§ **Extrait cité**
"Réparer l’excision" : un parcours de reconstruction pour les femmes mutilées
En Seine-Saint-Denis, l’Unité de Prise en charge des femmes victimes d’excision de l’hôpital André Grégoire de Montreuil accompagne les femmes dans leur parcours de reconstruction. À l’occasion du 6 février, Journée internationale de lutte contre les mutilations sexuelles féminines, l’Observatoire des violences envers les femmes de Seine-Saint-Denis a rencontré Sarah Abramowich, Gynécologue, Obstétricienne responsable de l’unité de soins de l’Hôpital André Grégoire à Montreuil.
Les conséquences des mutilations sexuelles féminines
Les conséquences des mutilations sexuelles féminines (MSF) sont multiples et touchent à la fois le corps et l’esprit des femmes qui en sont victimes. « Les conséquences sont multiples : il y a les douleurs immédiates, intenses, parce que le clitoris est à vif, et malheureusement, beaucoup de décès, même si on ne sait pas combien, car ce n’est pas enregistré », explique Sarah Abramowich.
Mais les répercussions ne s’arrêtent pas là : « Les complications physiques sont nombreuses : douleurs chroniques, infections pouvant aller jusqu’à l’hépatite ou l’insuffisance rénale chronique, voire la stérilité. » À cela s’ajoute un impact psychologique considérable. « Le stress post-traumatique est bien plus fréquent chez ces femmes que dans d’autres populations, » poursuit-elle. Sur le plan sexuel, « il y a une absence totale de plaisir et des douleurs lors des rapports. »

Données de pointage de régions
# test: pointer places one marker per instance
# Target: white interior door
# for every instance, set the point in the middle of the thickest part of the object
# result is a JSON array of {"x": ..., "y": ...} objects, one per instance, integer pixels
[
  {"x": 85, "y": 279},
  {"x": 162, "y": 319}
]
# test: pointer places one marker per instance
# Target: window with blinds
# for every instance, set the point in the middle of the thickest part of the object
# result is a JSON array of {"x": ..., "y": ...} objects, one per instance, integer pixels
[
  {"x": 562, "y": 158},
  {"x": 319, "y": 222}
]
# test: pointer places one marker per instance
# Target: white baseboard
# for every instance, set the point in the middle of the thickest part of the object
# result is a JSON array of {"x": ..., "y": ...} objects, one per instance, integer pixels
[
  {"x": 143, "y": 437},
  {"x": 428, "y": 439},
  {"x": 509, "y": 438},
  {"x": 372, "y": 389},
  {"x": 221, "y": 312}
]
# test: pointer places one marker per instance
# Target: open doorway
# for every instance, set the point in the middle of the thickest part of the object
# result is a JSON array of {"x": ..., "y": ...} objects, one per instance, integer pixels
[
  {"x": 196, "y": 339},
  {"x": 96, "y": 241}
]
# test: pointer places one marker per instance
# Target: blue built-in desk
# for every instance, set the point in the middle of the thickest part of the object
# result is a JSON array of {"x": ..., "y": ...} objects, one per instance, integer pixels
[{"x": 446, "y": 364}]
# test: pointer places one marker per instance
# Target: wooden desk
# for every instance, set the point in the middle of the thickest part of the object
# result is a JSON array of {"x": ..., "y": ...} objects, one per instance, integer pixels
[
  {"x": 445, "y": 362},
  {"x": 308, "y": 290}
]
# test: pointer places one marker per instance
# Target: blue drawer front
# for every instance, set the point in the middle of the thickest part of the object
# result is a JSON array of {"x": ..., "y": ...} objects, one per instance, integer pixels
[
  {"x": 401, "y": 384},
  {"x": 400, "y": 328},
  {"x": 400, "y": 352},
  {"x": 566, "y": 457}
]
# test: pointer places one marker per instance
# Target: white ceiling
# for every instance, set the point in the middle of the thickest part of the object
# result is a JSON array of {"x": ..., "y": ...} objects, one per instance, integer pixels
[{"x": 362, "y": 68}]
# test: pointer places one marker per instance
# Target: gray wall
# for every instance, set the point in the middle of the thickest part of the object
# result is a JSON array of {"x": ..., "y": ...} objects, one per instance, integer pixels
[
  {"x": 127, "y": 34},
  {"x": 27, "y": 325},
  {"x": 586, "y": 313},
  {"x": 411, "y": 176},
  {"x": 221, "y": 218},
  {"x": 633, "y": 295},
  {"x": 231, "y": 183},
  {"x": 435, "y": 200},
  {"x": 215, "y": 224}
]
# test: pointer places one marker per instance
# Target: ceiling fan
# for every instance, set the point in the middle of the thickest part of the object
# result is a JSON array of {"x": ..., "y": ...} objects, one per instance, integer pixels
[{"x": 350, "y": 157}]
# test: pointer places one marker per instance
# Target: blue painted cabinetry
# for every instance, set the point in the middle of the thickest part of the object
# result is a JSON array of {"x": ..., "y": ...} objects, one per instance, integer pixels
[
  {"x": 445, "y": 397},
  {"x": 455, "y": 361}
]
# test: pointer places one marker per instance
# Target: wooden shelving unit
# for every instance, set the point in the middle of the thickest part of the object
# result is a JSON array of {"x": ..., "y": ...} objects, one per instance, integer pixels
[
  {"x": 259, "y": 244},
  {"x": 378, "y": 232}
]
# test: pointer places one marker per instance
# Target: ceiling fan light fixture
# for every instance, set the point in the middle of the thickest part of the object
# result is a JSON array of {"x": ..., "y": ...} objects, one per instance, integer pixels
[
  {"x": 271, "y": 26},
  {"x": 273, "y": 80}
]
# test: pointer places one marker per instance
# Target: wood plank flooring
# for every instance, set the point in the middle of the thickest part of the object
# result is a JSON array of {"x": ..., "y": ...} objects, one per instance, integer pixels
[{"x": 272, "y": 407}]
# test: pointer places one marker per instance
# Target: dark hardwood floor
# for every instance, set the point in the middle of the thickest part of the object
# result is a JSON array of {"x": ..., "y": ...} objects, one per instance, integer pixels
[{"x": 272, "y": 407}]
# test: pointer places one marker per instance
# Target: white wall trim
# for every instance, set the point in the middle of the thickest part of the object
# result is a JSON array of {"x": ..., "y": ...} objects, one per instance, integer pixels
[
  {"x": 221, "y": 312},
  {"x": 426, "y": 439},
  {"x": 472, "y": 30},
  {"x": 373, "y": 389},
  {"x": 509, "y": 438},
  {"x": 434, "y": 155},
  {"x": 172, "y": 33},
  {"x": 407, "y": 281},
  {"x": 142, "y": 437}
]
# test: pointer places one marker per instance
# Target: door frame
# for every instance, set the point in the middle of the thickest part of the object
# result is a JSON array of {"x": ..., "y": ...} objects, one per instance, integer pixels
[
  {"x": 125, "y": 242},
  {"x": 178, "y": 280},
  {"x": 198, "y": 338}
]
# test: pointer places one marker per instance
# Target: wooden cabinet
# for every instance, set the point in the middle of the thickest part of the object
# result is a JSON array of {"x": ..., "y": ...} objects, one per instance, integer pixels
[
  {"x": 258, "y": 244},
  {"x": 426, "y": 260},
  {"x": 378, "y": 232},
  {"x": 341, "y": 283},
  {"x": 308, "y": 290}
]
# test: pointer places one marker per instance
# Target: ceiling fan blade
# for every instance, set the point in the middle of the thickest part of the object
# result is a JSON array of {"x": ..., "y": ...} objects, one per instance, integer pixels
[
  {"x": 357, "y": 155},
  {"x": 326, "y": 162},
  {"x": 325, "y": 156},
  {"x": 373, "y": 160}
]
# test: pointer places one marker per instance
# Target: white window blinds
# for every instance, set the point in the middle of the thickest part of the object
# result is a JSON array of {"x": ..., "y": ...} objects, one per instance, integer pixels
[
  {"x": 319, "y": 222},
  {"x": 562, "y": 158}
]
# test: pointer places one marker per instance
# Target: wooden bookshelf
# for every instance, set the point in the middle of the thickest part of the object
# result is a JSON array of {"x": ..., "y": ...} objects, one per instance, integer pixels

§ **Consignes**
1 > Indiquez si chacune des affirmations suivantes concorde avec le texte sur l'excision, en citant à l'identique les mots qui en décident : (a) le nombre de décès dus aux mutilations sexuelles féminines est enregistré ; (b) le stress post-traumatique est plus fréquent chez ces femmes que dans d'autres populations ; (c) l'unité de soins se trouve à l'hôpital André Grégoire de Montreuil.
2 > Dressez la liste complète des complications physiques énumérées dans le texte sur l'excision, dans la citation qui commence par « Les complications physiques sont nombreuses ».
3 > Rédigez la suite du texte sur l'excision à partir de sa dernière phrase.
Il n'est pas nécessaire de consulter les entrées.

§ **Réponses**
1 >
(a) Non : « même si on ne sait pas combien, car ce n’est pas enregistré ».
(b) Oui : « Le stress post-traumatique est bien plus fréquent chez ces femmes que dans d’autres populations ».
(c) Oui : « l’Unité de Prise en charge des femmes victimes d’excision de l’hôpital André Grégoire de Montreuil ».

2 >
- douleurs chroniques
- infections pouvant aller jusqu’à l’hépatite ou l’insuffisance rénale chronique
- stérilité

3 >
Un accompagnement global et personnalisé
Face à ces conséquences, l’unité de Montreuil propose un accompagnement pluridisciplinaire. « On accompagne les femmes de manière globale et individualisée, en fonction de leurs besoins. Elles ont accès à des consultations en psychologie, en sexologie, avec une assistante sociale, et si elles le souhaitent, à une chirurgie réparatrice », détaille Sarah Abramowich.
La prise en charge est adaptée au rythme et aux attentes de chaque patiente. « On a mis en place des groupes de parole, dont un groupe d’entrée dans le parcours pour celles qui veulent simplement s’informer, sans nécessairement passer en consultation. » L’association Réparons l’Excision travaille aussi à l’extérieur de l’hôpital : « On veut permettre aux patientes d’avoir accès à des professionnels de santé en ville, pas seulement à Montreuil. »
Une reconstruction qui change des vies
La chirurgie réparatrice constitue une étape clé pour de nombreuses patientes. « L’intervention dure environ 30 minutes sous anesthésie, et elles rentrent chez elles le jour même », explique Sarah Abramowich. L’opération consiste à « enlever les cicatrices douloureuses, récupérer la partie interne du clitoris et le replacer au bon endroit, tout en reconstruisant les petites lèvres. »
L’impact de cette reconstruction est profond. « C’est un vrai changement pour ces femmes. Il ne s’agit pas juste d’un geste médical, c’est une réparation physique et psychologique. »
La médicalisation des mutilations : un nouveau danger
Si la reconstruction représente un espoir, un autre phénomène inquiète les spécialistes : la médicalisation des MSF. Les mutilations sexuelles n’ont aucune raison médicale. Sarah Abramowich alerte : « On ne doit pas couper pas les organes génitaux. Ce n’est pas un geste médical. C’est une grave violation des droits humains. »
Une exposition pour sensibiliser
Pour mieux faire comprendre ces réalités et sensibiliser le public, une exposition photographique et sonore a été réalisée en collaboration avec la photographe Karine Le Loët et la journaliste Élodie Ratsimbazafy. Cette exposition, qui sera inaugurée le 6 février 2025 à Montreuil avant d’être itinérante dans plusieurs communes d’Île-de-France, retrace le parcours des femmes qui ont entrepris une reconstruction.